■ **Location annotation dataset excerpts**
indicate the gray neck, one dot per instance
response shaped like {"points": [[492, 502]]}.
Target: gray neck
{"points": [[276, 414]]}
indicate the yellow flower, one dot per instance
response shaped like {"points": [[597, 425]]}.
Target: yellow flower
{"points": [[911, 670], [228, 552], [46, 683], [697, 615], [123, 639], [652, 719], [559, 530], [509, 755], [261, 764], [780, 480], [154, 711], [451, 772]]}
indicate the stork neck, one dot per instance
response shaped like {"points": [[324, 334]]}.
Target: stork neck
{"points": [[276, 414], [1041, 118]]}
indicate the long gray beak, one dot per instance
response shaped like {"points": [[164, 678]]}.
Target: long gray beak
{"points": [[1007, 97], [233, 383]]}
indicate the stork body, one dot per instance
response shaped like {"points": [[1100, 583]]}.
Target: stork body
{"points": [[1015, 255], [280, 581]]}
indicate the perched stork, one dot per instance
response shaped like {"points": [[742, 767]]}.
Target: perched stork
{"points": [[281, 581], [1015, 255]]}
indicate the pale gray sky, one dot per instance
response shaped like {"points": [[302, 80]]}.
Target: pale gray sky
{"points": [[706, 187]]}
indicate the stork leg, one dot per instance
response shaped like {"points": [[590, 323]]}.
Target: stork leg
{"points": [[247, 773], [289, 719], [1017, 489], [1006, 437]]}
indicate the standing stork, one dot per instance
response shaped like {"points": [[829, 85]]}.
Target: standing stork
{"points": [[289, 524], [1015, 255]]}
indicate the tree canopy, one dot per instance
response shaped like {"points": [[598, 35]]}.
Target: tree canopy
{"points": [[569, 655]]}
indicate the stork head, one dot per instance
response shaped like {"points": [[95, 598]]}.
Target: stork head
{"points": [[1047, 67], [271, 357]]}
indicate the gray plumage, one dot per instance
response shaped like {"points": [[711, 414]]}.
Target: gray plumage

■ **Instruction**
Edit the rows above by swapping "one dot per instance" for "a single dot for each instance" wherever it occurs. Keep everything else unchanged.

■ **Complete answer**
indicate the gray neck, a single dot for each instance
response shaped like {"points": [[492, 502]]}.
Target: gray neck
{"points": [[276, 414]]}
indicate the yellow flower, a single dot for each instance
response shaped like {"points": [[597, 425]]}.
Target: yellow flower
{"points": [[911, 670], [228, 552], [46, 683], [697, 615], [123, 639], [652, 719], [559, 530], [509, 755], [261, 764], [780, 480], [154, 711], [451, 772]]}
indicate the stork neck, a single dot for each instance
response shaped like {"points": [[324, 334]]}.
Target: stork neck
{"points": [[276, 414], [1041, 118]]}
indicate the long gray beak, a single dot for each instance
response shaped like {"points": [[164, 678]]}.
Target: long gray beak
{"points": [[1007, 97], [233, 383]]}
indicate the stork body, a single dot for each instance
response shaped like {"points": [[1100, 583]]}.
Target: stork body
{"points": [[1015, 255], [280, 581]]}
indicate the perched stork, a single dot for each instance
response shaped like {"points": [[742, 767]]}.
Target: perched stork
{"points": [[281, 581], [1015, 255]]}
indicate the pale gray sky, a single dot for each instance
response shaped like {"points": [[302, 80]]}.
Target: pale gray sky
{"points": [[706, 187]]}
indicate the stork leg, a single dot for each instance
response shaped like {"points": [[590, 323]]}.
Target: stork leg
{"points": [[247, 773], [289, 719], [1017, 489], [1006, 437]]}
indicate the standing stork, a single dot for each instance
response shaped like {"points": [[829, 85]]}.
Target: standing stork
{"points": [[289, 524], [1015, 255]]}
indicate the tree canopy, a single dot for each instance
response shaped like {"points": [[598, 35]]}.
Target: tree canopy
{"points": [[569, 655]]}
indicate the stork head, a single dot for each instance
response shaped like {"points": [[95, 598]]}.
Target: stork head
{"points": [[1047, 67], [271, 357]]}
indicate the gray plumage, a single dot for each instance
response shaped like {"points": [[711, 414]]}.
Target: gray plumage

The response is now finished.